● Passage
>> Begin

Remote builds are not stopped on C-c #540

Closed
opened 2024-10-07 16:22:17 +00:00 by ma27 · 6 comments
Member

Describe the bug

When stopping a remote-build, the SSH process etc. is not removed. As a result, there's a waiting on lock message when restarting the build.

Steps To Reproduce

  1. Modify pkgs.hello in nixpkgs slightly (e.g. by adding a custom postPath attribute)
  2. Have remote builders using ssh-ng configured
  3. run nix-build -A hello -j0 in your nixpkgs checkout
  4. When the build has started, stop it via C-c.
  5. Re-run nix-build -A hello -j0. Now you should get a message like this:
this derivation will be built:
  /nix/store/0isisf74rz3ari3lf33a22vvifqh9s9k-hello-2.12.1.drv
waiting for lock on '/nix/store/l4ah713yj4n4q81vgaas82ydfj5blrh2-hello-2.12.1'...

>> End

● Dataset excerpts
>> Begin

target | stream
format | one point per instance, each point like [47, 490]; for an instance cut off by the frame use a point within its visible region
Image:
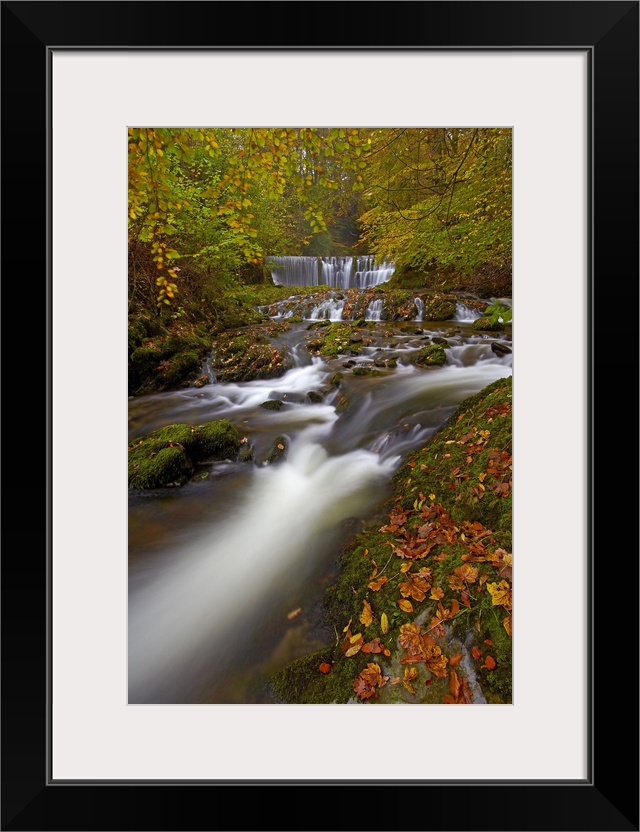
[227, 573]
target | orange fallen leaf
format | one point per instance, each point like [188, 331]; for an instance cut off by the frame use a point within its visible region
[367, 616]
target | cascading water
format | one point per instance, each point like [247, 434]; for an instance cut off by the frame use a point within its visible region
[330, 309]
[374, 310]
[360, 272]
[466, 314]
[216, 566]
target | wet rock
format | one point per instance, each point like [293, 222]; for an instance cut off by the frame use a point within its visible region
[272, 404]
[500, 349]
[278, 450]
[430, 356]
[366, 371]
[167, 456]
[485, 324]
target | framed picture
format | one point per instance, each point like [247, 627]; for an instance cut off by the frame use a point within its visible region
[564, 78]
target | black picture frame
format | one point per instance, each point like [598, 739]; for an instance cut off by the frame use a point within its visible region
[608, 798]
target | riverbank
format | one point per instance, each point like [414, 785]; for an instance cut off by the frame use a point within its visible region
[422, 605]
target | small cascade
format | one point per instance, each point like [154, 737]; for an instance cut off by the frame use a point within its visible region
[336, 271]
[466, 314]
[330, 309]
[368, 274]
[294, 271]
[374, 310]
[362, 272]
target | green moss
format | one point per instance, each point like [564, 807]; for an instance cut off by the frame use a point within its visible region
[169, 454]
[272, 404]
[432, 355]
[485, 324]
[248, 355]
[473, 448]
[366, 371]
[159, 468]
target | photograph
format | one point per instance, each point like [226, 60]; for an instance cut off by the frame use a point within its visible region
[320, 408]
[272, 266]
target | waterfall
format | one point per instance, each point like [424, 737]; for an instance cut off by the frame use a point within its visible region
[374, 310]
[466, 314]
[360, 272]
[294, 271]
[329, 309]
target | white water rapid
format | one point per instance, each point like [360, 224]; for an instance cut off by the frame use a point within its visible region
[216, 566]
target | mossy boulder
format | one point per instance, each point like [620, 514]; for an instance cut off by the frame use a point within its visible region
[248, 354]
[166, 363]
[485, 324]
[454, 495]
[272, 404]
[433, 355]
[167, 456]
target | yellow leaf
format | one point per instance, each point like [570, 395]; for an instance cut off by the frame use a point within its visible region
[367, 616]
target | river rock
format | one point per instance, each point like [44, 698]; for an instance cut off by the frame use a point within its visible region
[272, 404]
[500, 349]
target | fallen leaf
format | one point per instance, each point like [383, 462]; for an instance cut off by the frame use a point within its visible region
[367, 616]
[410, 673]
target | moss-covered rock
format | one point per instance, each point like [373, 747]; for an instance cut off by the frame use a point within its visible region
[248, 354]
[449, 520]
[485, 324]
[272, 404]
[433, 355]
[167, 456]
[166, 363]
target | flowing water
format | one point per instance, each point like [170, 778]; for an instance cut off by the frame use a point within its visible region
[216, 567]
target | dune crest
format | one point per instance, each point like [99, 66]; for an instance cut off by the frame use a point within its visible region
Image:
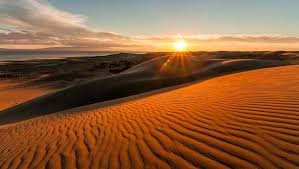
[244, 120]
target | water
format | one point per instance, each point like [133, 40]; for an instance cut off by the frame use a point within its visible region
[27, 56]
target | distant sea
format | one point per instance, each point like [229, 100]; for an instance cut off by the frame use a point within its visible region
[27, 56]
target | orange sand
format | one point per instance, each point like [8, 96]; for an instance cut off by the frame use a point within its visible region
[244, 120]
[11, 95]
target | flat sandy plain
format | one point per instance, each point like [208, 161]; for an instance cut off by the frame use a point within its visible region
[242, 120]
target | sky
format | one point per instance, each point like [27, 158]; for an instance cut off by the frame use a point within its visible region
[149, 25]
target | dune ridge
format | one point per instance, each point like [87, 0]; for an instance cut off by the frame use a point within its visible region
[243, 120]
[150, 75]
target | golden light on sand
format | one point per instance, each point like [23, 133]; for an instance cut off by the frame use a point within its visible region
[180, 45]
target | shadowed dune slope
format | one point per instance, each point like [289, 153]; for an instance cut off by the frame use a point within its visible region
[243, 120]
[154, 74]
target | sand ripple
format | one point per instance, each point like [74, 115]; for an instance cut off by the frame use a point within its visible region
[244, 120]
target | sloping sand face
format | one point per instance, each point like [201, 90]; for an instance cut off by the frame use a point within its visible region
[11, 95]
[244, 120]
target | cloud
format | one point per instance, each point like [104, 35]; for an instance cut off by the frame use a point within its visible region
[36, 23]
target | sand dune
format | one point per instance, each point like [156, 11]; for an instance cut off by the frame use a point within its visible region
[11, 94]
[153, 74]
[243, 120]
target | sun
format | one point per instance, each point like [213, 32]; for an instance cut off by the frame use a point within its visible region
[180, 45]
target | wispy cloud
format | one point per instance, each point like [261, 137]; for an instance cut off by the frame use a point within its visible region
[37, 23]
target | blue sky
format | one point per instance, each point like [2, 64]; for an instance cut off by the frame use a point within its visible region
[149, 25]
[154, 17]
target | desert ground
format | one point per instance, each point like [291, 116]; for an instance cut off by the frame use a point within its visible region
[219, 110]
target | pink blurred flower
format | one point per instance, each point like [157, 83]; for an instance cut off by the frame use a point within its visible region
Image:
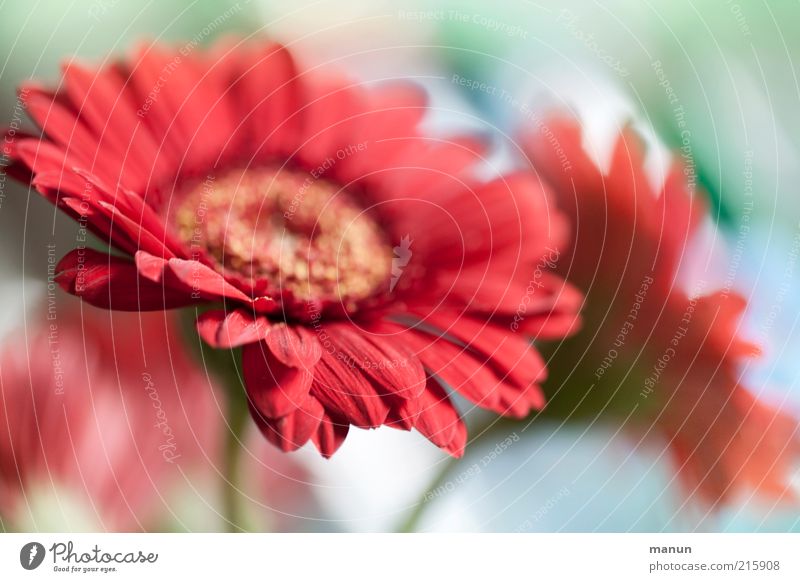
[111, 409]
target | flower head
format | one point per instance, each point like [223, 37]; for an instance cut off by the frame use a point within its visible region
[665, 356]
[278, 197]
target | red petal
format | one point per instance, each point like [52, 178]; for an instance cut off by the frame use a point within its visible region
[229, 330]
[114, 283]
[274, 388]
[295, 346]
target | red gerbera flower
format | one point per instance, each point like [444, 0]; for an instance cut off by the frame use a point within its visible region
[666, 356]
[359, 262]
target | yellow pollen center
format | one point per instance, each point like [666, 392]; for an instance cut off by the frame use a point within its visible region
[303, 235]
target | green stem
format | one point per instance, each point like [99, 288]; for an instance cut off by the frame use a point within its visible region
[231, 496]
[484, 431]
[412, 521]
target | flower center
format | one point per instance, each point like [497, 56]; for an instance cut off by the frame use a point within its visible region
[283, 230]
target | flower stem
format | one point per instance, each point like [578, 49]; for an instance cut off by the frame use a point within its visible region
[231, 497]
[412, 521]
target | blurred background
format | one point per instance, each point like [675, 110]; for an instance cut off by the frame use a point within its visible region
[714, 81]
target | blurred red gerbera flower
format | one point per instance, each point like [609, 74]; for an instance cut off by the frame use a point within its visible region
[653, 350]
[109, 410]
[358, 261]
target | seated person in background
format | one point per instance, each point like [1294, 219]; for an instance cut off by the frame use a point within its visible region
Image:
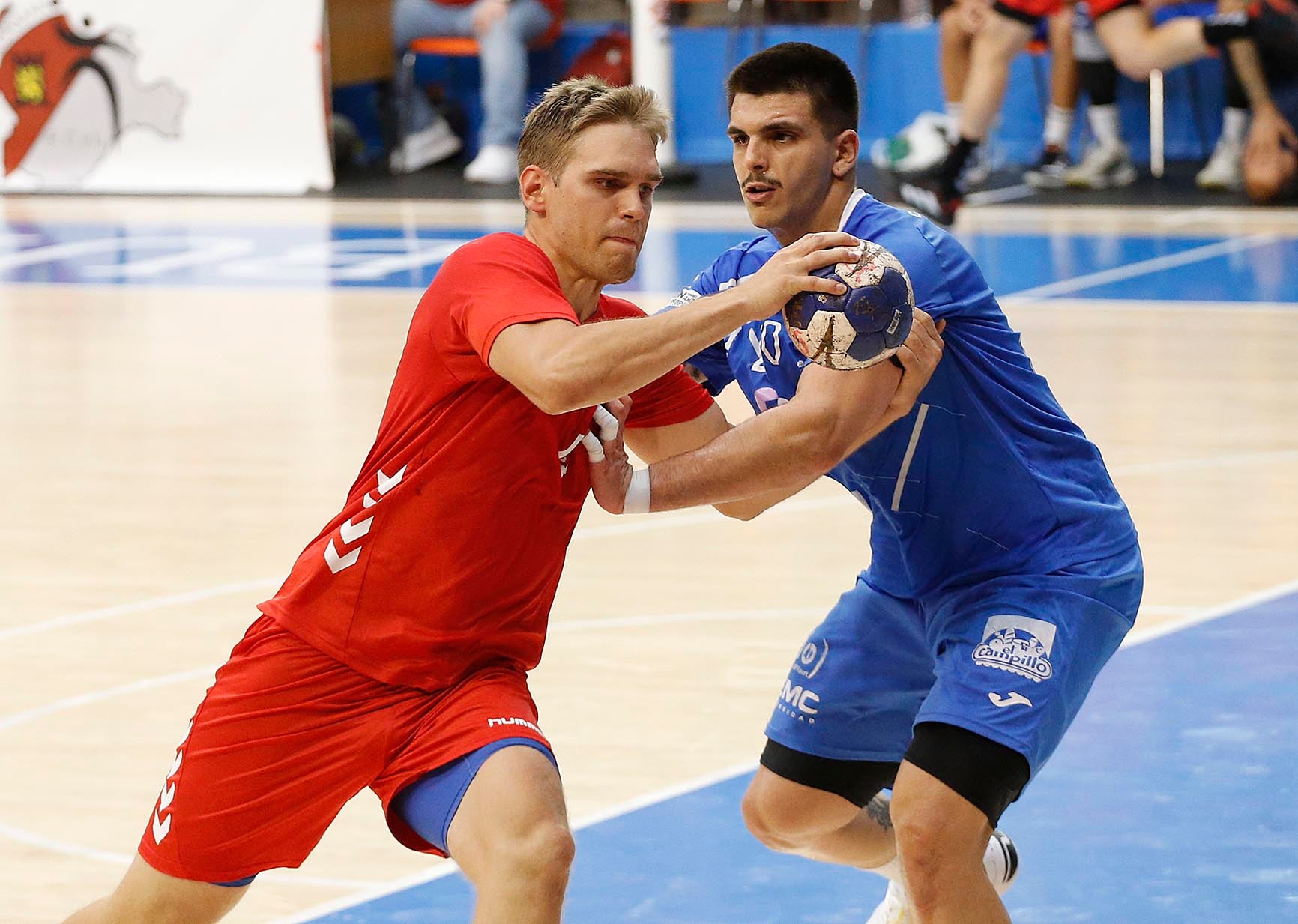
[1108, 161]
[503, 30]
[957, 25]
[1225, 169]
[1136, 46]
[1269, 72]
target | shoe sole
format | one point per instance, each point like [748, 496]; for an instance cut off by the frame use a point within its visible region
[1124, 177]
[1012, 861]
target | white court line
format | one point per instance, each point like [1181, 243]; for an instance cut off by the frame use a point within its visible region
[49, 844]
[1143, 268]
[126, 609]
[444, 870]
[633, 525]
[1136, 638]
[1191, 617]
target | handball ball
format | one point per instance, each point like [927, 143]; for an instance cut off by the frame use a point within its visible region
[861, 327]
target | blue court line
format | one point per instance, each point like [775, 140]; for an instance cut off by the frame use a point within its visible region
[1172, 800]
[1128, 266]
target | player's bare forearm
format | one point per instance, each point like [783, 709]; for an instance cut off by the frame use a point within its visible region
[782, 450]
[561, 366]
[749, 507]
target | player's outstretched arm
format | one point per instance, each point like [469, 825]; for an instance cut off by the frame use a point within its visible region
[784, 450]
[561, 366]
[654, 444]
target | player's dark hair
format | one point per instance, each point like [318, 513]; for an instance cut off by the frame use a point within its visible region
[799, 67]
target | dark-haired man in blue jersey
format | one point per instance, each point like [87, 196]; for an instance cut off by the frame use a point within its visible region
[1003, 569]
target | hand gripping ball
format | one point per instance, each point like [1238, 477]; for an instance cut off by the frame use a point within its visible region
[861, 327]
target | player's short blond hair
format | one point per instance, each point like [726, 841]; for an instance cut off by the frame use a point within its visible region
[569, 108]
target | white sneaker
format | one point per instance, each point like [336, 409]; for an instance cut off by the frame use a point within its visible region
[893, 909]
[495, 164]
[1002, 865]
[1102, 166]
[430, 145]
[1225, 169]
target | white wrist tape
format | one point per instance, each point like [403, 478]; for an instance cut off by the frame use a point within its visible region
[638, 493]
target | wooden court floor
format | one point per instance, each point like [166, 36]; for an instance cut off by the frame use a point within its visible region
[166, 452]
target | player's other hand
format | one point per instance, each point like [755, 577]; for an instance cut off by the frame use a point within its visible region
[610, 469]
[920, 357]
[789, 271]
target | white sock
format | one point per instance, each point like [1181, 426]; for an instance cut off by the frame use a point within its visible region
[1234, 125]
[953, 121]
[1058, 127]
[1104, 122]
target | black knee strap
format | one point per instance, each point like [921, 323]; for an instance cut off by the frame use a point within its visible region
[984, 773]
[858, 782]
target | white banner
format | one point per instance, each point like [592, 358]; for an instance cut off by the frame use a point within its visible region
[225, 97]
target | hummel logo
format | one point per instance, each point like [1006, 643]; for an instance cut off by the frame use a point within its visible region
[349, 531]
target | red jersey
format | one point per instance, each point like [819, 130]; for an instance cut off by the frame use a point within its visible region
[448, 551]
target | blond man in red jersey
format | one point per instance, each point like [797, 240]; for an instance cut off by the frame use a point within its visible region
[396, 653]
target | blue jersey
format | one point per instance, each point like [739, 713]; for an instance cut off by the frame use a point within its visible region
[987, 475]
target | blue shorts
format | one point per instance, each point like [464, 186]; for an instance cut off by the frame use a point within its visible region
[1012, 658]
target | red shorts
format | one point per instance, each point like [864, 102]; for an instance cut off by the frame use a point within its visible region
[287, 735]
[1032, 12]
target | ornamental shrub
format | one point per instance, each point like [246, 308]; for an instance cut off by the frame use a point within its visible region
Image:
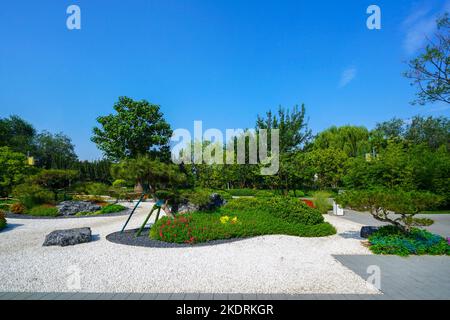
[43, 211]
[17, 208]
[393, 240]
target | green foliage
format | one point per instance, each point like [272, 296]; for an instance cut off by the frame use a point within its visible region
[31, 195]
[17, 208]
[97, 189]
[292, 124]
[392, 240]
[149, 172]
[321, 201]
[291, 210]
[43, 211]
[13, 169]
[54, 151]
[112, 208]
[199, 227]
[351, 140]
[17, 134]
[98, 171]
[243, 192]
[2, 220]
[137, 128]
[382, 203]
[55, 180]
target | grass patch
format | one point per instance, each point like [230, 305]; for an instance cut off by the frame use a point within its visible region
[391, 240]
[242, 218]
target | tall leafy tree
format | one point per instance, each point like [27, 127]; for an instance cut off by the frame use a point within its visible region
[352, 140]
[430, 71]
[54, 151]
[13, 169]
[17, 134]
[137, 128]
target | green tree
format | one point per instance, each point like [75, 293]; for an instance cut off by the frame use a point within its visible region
[430, 71]
[13, 169]
[384, 203]
[294, 132]
[54, 151]
[55, 180]
[354, 141]
[17, 134]
[137, 128]
[149, 173]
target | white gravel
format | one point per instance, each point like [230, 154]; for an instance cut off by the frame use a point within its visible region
[267, 264]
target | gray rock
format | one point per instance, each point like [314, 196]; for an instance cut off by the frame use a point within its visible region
[70, 208]
[366, 232]
[68, 237]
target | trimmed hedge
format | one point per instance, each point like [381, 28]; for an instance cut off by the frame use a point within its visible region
[242, 218]
[43, 211]
[391, 240]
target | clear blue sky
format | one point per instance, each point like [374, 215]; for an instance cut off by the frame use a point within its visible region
[220, 61]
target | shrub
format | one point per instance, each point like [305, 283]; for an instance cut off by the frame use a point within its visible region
[289, 209]
[242, 192]
[2, 220]
[17, 208]
[393, 240]
[111, 208]
[226, 224]
[31, 195]
[43, 211]
[382, 202]
[321, 201]
[97, 189]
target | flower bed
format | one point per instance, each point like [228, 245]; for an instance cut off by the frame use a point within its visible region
[242, 218]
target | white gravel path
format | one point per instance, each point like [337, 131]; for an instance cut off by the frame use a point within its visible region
[267, 264]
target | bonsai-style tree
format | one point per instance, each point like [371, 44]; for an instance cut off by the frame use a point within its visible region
[148, 172]
[384, 203]
[138, 128]
[55, 180]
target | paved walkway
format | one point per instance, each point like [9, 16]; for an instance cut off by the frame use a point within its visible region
[414, 277]
[441, 224]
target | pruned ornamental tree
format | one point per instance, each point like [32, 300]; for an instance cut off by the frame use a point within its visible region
[396, 207]
[430, 71]
[137, 128]
[148, 172]
[55, 180]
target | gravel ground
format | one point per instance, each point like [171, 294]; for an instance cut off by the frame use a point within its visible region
[267, 264]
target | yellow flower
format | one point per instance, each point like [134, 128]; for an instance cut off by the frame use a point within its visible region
[224, 219]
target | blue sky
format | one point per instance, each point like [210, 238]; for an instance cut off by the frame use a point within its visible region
[219, 61]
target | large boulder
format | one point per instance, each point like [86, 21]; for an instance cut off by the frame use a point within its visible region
[68, 237]
[70, 208]
[366, 232]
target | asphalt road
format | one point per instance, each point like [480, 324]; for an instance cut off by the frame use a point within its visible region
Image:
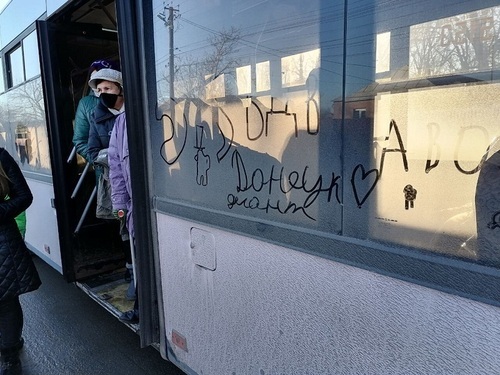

>> End

● Task to carry out
Could you carry on the bug report about remote builds not stopping on C-c, picking up right after its last line?

● Written answer
systemctl status nix-daemon shows me that there are indeed leftover processes:

     CGroup: /system.slice/nix-daemon.service
             ├─1440371 nix-daemon --daemon
             ├─1443196 nix-daemon 1443194
             ├─1443753 nix __build-remote 3
             └─1443755 ssh roflmayr -x -oPermitLocalCommand=yes "-oLocalCommand=echo started" "nix-daemon --stdio"

Expected behavior

I would expect all processes related to this build to be killed and to not wait on a stale lock when running nix-build -A hello -j0 again.

nix --version output

nix (Lix, like Nix) 2.92.0-devpre20241005_ed9b7f4 (both locally and on the remote builder)

Additional context

I've seen this a few years ago in CppNix, but I could've sworn it got fixed eventually. I may be wrong about this, though.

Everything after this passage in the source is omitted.